-- BEGIN --
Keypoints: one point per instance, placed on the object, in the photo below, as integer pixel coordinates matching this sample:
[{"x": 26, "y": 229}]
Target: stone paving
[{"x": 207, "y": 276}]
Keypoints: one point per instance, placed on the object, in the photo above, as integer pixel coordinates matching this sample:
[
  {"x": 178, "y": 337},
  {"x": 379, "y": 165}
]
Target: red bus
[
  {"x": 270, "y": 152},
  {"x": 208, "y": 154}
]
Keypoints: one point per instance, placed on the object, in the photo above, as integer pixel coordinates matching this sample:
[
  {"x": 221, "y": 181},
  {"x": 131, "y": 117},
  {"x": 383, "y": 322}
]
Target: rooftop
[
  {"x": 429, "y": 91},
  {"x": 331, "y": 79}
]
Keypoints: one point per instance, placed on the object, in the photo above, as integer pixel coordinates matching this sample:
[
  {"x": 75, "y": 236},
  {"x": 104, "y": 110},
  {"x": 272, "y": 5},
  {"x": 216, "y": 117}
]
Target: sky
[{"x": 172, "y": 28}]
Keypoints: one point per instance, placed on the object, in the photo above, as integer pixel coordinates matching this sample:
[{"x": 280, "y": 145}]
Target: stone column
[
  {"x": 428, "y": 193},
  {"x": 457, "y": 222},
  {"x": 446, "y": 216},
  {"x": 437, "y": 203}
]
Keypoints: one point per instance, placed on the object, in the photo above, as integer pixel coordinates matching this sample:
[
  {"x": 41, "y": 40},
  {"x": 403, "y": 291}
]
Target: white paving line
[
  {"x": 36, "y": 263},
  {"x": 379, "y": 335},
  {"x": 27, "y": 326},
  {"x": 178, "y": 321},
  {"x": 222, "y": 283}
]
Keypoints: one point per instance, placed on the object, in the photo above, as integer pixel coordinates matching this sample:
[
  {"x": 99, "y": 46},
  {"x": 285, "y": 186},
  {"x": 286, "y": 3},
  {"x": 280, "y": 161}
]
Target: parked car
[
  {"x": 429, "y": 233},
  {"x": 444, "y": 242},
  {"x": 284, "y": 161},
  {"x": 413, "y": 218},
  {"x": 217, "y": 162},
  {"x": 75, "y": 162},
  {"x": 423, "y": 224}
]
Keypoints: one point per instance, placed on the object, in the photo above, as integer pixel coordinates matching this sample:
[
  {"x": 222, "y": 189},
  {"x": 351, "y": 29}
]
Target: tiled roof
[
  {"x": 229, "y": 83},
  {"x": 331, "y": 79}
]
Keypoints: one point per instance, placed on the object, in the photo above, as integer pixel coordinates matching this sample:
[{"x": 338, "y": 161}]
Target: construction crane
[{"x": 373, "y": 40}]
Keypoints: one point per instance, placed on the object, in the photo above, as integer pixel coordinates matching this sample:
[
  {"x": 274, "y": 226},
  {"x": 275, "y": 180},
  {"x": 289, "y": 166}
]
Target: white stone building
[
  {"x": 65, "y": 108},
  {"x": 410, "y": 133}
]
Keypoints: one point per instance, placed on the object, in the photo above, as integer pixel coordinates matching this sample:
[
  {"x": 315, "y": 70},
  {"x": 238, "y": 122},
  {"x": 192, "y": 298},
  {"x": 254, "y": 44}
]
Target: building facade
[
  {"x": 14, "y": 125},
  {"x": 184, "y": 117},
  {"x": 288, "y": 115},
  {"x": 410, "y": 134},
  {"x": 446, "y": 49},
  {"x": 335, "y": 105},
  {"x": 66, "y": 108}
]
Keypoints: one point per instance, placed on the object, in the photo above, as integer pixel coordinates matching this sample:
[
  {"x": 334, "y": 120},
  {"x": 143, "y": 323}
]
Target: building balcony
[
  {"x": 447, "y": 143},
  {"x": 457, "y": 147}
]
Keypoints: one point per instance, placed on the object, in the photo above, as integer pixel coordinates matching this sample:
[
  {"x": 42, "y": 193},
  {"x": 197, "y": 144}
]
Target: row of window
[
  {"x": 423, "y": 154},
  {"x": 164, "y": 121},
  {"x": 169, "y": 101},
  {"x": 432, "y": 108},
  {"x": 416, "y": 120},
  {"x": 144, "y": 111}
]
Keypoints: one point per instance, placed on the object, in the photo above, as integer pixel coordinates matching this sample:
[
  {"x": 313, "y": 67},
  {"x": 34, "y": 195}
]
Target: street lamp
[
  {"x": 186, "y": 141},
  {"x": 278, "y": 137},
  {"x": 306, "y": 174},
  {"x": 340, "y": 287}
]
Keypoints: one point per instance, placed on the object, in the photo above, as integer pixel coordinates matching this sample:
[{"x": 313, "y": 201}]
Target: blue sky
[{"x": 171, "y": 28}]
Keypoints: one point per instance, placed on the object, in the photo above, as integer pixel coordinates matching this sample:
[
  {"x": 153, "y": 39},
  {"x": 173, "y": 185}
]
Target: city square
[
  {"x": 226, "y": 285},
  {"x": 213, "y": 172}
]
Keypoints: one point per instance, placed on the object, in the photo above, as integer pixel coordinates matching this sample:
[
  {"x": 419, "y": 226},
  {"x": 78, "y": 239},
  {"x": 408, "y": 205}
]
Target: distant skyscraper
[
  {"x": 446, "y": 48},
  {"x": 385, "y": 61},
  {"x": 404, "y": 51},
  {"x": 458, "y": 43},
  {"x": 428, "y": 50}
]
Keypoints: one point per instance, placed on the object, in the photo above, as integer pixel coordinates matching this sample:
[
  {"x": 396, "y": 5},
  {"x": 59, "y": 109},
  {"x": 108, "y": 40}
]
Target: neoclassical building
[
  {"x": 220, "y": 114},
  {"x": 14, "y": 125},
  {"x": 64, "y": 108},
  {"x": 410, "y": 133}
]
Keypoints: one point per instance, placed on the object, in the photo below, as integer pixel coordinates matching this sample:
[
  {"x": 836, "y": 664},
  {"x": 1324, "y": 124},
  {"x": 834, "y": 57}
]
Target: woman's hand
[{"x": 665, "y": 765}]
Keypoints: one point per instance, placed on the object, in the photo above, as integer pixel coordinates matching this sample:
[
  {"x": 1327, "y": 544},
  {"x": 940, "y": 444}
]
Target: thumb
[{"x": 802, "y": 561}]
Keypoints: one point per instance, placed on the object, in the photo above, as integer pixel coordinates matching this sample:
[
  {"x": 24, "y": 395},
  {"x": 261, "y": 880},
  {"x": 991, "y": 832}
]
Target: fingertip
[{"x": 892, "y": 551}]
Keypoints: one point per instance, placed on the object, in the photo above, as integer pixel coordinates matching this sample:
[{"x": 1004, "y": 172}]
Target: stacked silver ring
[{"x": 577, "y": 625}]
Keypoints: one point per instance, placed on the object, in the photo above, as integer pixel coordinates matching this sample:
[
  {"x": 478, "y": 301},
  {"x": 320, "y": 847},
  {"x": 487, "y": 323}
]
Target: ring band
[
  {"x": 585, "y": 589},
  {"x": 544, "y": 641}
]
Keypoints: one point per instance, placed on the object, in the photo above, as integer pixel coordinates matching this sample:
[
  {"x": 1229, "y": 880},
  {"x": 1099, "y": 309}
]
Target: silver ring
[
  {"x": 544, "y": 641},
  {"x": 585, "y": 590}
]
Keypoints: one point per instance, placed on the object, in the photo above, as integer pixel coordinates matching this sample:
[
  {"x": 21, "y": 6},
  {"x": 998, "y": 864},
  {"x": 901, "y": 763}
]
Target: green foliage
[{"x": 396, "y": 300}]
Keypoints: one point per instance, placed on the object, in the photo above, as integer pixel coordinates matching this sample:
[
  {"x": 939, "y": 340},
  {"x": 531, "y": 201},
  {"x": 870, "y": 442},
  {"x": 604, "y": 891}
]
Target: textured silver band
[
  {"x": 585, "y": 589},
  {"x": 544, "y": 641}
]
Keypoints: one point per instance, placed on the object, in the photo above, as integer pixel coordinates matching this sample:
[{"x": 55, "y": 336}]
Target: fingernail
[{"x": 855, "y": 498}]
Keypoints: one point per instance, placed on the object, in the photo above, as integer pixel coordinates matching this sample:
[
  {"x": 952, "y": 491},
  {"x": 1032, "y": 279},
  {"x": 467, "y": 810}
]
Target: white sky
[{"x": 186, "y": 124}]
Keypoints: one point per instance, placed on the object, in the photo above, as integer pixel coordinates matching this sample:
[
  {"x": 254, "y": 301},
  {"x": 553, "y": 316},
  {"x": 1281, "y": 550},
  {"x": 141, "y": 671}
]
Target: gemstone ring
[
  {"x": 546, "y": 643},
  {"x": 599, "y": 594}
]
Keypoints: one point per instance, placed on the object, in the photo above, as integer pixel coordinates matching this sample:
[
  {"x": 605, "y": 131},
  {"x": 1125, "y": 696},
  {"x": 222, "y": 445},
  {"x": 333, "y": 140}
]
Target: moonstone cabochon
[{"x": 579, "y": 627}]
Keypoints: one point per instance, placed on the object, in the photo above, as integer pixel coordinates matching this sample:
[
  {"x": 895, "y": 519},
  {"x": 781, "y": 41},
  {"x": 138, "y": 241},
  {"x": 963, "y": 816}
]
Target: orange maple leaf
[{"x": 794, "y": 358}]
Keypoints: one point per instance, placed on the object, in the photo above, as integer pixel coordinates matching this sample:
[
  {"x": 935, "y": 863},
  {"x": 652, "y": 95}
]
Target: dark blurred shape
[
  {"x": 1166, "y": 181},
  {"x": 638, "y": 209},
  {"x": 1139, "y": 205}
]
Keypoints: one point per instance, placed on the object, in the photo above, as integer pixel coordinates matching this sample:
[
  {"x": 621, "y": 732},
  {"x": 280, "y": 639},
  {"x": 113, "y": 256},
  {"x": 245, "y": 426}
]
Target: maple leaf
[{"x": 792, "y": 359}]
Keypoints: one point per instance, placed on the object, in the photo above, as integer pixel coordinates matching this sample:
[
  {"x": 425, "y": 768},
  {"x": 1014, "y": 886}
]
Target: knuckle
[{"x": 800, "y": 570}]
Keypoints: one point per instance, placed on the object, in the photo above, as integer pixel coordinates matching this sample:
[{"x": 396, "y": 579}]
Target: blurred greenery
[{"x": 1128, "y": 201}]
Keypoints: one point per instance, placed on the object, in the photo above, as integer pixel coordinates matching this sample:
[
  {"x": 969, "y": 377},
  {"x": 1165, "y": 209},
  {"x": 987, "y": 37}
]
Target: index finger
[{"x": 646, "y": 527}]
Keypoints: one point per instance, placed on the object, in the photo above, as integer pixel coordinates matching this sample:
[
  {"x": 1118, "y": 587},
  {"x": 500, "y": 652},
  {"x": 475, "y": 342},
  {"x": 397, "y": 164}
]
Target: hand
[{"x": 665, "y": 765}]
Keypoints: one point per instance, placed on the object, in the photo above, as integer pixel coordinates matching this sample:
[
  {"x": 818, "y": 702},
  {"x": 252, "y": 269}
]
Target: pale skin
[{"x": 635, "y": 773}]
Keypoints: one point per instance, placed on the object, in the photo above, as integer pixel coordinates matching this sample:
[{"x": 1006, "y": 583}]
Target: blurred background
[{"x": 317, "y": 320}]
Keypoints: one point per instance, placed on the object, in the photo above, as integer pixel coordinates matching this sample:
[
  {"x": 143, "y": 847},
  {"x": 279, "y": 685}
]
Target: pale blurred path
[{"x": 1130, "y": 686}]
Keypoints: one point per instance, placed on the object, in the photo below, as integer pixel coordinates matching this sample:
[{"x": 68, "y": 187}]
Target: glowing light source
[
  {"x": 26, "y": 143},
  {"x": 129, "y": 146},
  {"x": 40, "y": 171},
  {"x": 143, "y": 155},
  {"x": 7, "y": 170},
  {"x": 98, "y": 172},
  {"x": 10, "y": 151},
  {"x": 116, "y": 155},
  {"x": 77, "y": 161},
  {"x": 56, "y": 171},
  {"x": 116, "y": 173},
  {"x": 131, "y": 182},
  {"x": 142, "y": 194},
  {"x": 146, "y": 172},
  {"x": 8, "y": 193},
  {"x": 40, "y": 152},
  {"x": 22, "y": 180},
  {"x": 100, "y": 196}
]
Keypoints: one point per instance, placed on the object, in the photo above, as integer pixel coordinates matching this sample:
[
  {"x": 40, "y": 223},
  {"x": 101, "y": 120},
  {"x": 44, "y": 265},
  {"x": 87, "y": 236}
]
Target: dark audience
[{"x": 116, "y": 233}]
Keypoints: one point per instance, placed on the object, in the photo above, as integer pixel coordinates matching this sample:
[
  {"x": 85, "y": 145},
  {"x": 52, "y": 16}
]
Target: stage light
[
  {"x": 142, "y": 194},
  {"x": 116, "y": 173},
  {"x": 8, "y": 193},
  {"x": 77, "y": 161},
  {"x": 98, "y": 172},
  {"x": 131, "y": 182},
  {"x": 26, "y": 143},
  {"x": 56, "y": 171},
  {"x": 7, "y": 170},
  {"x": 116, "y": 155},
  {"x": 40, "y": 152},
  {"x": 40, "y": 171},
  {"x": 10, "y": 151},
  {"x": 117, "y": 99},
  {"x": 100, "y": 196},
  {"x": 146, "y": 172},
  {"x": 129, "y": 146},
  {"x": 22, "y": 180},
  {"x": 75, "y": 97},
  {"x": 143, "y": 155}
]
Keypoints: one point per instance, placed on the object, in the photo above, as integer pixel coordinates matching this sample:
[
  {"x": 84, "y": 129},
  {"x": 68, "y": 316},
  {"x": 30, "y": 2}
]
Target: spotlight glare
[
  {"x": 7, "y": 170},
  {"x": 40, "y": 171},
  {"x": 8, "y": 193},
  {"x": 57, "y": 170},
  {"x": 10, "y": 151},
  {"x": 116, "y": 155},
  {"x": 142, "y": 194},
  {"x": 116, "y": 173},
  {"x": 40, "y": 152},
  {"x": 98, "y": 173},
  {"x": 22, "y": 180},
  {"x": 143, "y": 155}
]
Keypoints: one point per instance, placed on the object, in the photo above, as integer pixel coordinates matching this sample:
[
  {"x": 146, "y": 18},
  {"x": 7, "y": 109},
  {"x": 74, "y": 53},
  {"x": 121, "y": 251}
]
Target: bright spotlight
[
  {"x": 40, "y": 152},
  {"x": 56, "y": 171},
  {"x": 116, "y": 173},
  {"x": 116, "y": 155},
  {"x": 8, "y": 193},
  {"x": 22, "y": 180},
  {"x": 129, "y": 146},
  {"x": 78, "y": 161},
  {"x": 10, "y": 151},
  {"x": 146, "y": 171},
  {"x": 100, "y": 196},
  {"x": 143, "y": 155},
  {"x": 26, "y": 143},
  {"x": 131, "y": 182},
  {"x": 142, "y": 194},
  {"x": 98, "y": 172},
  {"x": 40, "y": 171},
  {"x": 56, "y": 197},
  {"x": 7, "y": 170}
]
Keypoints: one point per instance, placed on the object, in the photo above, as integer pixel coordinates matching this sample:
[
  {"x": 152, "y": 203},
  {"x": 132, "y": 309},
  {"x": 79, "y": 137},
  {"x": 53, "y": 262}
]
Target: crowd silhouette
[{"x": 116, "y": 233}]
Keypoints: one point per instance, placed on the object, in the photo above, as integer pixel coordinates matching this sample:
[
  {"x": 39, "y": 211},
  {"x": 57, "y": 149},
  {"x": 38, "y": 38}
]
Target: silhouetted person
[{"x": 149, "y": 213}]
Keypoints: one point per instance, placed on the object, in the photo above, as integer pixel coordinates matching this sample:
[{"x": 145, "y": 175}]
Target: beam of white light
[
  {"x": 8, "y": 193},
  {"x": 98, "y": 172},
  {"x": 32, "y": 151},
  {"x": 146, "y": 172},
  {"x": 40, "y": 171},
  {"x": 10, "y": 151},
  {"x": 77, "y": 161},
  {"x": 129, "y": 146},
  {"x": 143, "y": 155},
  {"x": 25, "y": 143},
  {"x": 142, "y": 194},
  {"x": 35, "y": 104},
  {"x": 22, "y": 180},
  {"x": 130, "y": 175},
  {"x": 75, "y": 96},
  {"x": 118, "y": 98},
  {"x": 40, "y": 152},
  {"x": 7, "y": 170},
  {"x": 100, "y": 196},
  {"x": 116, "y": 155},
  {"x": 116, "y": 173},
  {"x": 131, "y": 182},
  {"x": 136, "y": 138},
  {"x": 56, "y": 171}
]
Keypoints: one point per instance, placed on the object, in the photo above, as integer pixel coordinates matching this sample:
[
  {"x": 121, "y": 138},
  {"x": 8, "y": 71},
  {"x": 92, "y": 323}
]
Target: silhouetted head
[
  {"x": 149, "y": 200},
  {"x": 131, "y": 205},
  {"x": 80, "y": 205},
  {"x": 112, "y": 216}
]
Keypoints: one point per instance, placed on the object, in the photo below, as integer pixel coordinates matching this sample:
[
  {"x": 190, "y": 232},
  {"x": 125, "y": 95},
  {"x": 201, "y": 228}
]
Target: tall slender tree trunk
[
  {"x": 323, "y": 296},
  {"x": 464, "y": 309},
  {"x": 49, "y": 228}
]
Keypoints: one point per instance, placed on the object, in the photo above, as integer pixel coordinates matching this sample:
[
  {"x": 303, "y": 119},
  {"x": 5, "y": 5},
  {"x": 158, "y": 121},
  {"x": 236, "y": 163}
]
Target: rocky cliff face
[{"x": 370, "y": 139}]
-- END --
=== Written exercise ===
Find each line above that contains the word "dark", and copy those lines in full.

=== Full output ===
Target: dark blurred shape
Target: dark audience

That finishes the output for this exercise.